> **The task**
Nothing in the listing below should be skipped, so transcribe it all exactly.

Records for processing section start

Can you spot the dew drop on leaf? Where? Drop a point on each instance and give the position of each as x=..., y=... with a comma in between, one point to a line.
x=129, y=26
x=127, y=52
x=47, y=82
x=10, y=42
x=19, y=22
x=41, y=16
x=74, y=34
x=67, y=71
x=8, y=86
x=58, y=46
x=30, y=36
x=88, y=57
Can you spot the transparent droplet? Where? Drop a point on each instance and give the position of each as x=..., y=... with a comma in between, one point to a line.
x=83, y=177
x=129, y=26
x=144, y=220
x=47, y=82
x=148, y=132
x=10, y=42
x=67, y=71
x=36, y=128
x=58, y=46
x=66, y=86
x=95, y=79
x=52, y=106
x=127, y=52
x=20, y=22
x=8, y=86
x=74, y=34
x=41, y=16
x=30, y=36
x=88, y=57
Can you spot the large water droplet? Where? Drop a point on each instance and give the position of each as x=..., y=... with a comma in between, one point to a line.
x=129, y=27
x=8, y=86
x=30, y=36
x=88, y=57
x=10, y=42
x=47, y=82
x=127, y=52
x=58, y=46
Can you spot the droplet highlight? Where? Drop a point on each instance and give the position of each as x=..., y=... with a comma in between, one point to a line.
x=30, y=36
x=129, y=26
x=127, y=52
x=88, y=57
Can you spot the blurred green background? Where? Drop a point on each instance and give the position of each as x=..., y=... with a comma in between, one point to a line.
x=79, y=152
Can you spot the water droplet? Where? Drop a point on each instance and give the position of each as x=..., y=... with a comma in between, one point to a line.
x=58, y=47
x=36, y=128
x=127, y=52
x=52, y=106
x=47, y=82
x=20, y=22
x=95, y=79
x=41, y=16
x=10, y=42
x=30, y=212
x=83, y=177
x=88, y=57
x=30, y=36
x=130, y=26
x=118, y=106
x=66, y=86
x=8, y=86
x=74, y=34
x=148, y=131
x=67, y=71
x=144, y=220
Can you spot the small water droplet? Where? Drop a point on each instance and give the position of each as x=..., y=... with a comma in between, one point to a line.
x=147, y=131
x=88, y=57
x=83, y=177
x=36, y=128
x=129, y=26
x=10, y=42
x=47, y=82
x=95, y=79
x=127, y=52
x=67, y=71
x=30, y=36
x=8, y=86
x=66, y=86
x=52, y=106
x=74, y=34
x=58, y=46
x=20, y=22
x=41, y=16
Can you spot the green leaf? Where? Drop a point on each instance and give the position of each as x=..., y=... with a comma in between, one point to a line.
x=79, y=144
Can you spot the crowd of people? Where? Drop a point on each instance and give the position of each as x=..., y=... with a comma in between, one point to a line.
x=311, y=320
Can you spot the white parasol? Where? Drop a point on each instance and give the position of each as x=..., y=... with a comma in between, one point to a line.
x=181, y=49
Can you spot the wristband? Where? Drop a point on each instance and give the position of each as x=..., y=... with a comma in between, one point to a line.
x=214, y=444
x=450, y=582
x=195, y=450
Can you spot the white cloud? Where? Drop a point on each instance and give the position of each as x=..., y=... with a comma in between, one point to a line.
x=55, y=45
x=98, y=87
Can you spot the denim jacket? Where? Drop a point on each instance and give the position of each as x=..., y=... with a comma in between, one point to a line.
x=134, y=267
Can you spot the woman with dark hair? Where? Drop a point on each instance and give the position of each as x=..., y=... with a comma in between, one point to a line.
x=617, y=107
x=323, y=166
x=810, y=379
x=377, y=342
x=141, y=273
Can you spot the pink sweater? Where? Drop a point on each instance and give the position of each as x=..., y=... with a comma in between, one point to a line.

Records for processing section end

> **Written solution**
Can you spot the dew drop on leaf? Where? Drop a point on each instance and give the position of each as x=..., y=... with a comma in between, one point to a line.
x=129, y=26
x=127, y=52
x=47, y=82
x=10, y=42
x=19, y=22
x=41, y=16
x=74, y=34
x=67, y=71
x=8, y=86
x=58, y=46
x=30, y=36
x=88, y=57
Can you spot the transparent droplet? Where? Drop a point on each instance and give the position of each as x=..., y=... with a comma in between, one point to a line.
x=83, y=177
x=129, y=26
x=144, y=220
x=47, y=82
x=148, y=132
x=10, y=42
x=67, y=71
x=36, y=128
x=58, y=46
x=66, y=86
x=95, y=79
x=52, y=106
x=127, y=52
x=20, y=22
x=8, y=86
x=74, y=34
x=41, y=16
x=30, y=36
x=88, y=57
Can you spot the large water droplet? Where? Drop a point on each instance and give the position of each as x=..., y=... with a comma in between, one point to a line.
x=129, y=27
x=8, y=86
x=30, y=36
x=88, y=57
x=10, y=42
x=47, y=82
x=127, y=52
x=58, y=46
Can you spot the droplet highlight? Where? Drop a point on each instance and give the position of each as x=..., y=... with a comma in between, one point to a line.
x=30, y=36
x=129, y=26
x=127, y=52
x=88, y=57
Can you spot the blurred green background? Where? Drop a point on each instance and give the position of each as x=..., y=... with a comma in between, one point to a line.
x=79, y=152
Can you spot the water droplet? Where? Drop a point on each instance and give the position of each as x=..., y=... with a comma in between, one point to a line.
x=58, y=47
x=36, y=128
x=127, y=52
x=52, y=106
x=47, y=82
x=20, y=22
x=95, y=79
x=41, y=16
x=10, y=42
x=30, y=212
x=83, y=177
x=88, y=57
x=30, y=36
x=130, y=26
x=118, y=106
x=66, y=86
x=8, y=86
x=74, y=34
x=148, y=131
x=67, y=71
x=144, y=220
Can you spot the small water droplet? Where? Drop a point on each instance and give the position of each as x=..., y=... with a comma in between, one point to a line.
x=147, y=131
x=88, y=57
x=83, y=177
x=36, y=128
x=129, y=26
x=10, y=42
x=47, y=82
x=95, y=79
x=127, y=52
x=67, y=71
x=30, y=36
x=8, y=86
x=66, y=86
x=52, y=106
x=74, y=34
x=58, y=46
x=20, y=22
x=41, y=16
Can you spot the green leaf? Where? Drop a point on each instance and give the position of each as x=..., y=... with a comma in between, one point to a line.
x=79, y=144
Can you spot the crowd of people? Where? Drop a point on each instance and give the position of each as x=..., y=... with a comma in between, one point to a line.
x=311, y=320
Can you spot the white parasol? Where? Drop a point on each instance and give the position of each as x=..., y=... with a comma in between, one point to a line.
x=181, y=49
Can you spot the wristband? Where? Drop a point on each instance and give the position of each as x=..., y=... with a comma in between, one point to a line.
x=214, y=444
x=450, y=582
x=195, y=450
Can you spot the white cloud? Where? Drop a point on each instance and give the position of each as x=..., y=... with a comma in between, one point to a line.
x=55, y=45
x=98, y=87
Can you spot the denim jacket? Where? Drop a point on each instance and give the position of each as x=..., y=... with a comma in between, one point to a line.
x=134, y=267
Can you spot the woman with dark hair? Where? Drop a point on each instance and give the position of each as x=..., y=... with a comma in between, one point to a line.
x=617, y=107
x=323, y=166
x=810, y=379
x=377, y=342
x=141, y=273
Can you spot the pink sweater? Where? Drop a point on each instance and give the position of each as x=..., y=... with a comma in between, one point to a line.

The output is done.